▶ **AIM OF THE EXERCISE**
The expected output is every line below, reproduced exactly.

▶ **RECORDS FOR PROCESSING**
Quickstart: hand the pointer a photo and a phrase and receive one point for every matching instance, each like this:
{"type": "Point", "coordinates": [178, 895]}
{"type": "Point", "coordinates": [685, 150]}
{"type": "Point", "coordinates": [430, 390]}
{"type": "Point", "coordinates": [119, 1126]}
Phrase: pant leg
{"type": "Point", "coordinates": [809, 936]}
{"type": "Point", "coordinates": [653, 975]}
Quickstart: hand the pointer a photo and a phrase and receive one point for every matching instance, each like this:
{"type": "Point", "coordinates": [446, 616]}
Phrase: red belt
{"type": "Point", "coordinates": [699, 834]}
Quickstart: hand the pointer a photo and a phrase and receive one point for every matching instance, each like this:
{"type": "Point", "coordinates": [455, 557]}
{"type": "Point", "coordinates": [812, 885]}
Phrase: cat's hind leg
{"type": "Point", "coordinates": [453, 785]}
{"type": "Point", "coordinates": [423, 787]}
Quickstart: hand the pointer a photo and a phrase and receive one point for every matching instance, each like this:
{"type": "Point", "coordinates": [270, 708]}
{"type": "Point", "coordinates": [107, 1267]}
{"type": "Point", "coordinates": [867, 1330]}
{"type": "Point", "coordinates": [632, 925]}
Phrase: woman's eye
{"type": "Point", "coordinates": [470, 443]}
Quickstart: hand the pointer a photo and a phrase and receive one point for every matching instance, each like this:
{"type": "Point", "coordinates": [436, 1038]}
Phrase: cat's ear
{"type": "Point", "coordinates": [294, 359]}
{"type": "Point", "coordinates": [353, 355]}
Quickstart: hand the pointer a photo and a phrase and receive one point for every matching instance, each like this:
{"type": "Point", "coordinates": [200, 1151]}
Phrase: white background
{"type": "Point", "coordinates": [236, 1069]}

▶ **RESULT**
Quickstart: hand the pointer a photo and a phrase and receive one point for every matching instance, each like this:
{"type": "Point", "coordinates": [178, 895]}
{"type": "Point", "coordinates": [685, 150]}
{"type": "Point", "coordinates": [430, 390]}
{"type": "Point", "coordinates": [119, 1126]}
Phrase: pant leg
{"type": "Point", "coordinates": [809, 936]}
{"type": "Point", "coordinates": [653, 975]}
Quickstart: hand the pointer a photo and a phrase and receive one point for every matching instance, each like this:
{"type": "Point", "coordinates": [446, 616]}
Phrase: red belt
{"type": "Point", "coordinates": [699, 834]}
Quickstart: hand the pointer a photo and a phrase and receive one point for every matching instance, each like this:
{"type": "Point", "coordinates": [455, 557]}
{"type": "Point", "coordinates": [812, 885]}
Phrase: cat's hind leg
{"type": "Point", "coordinates": [453, 785]}
{"type": "Point", "coordinates": [423, 787]}
Quickstart: hand the pointer a photo and a phrase and receive one point for every matching instance, each like this:
{"type": "Point", "coordinates": [270, 708]}
{"type": "Point", "coordinates": [107, 1267]}
{"type": "Point", "coordinates": [867, 1330]}
{"type": "Point", "coordinates": [632, 925]}
Phrase: woman's eye
{"type": "Point", "coordinates": [470, 443]}
Quickstart: hand the pointer a photo and a phrase and receive one point for every matching instance, each like this:
{"type": "Point", "coordinates": [436, 1038]}
Phrase: cat's ear
{"type": "Point", "coordinates": [294, 359]}
{"type": "Point", "coordinates": [353, 355]}
Quickstart: hand the pointer a photo and a phrase and receive one point for every matching instance, each like this:
{"type": "Point", "coordinates": [200, 1151]}
Phrase: white background
{"type": "Point", "coordinates": [236, 1069]}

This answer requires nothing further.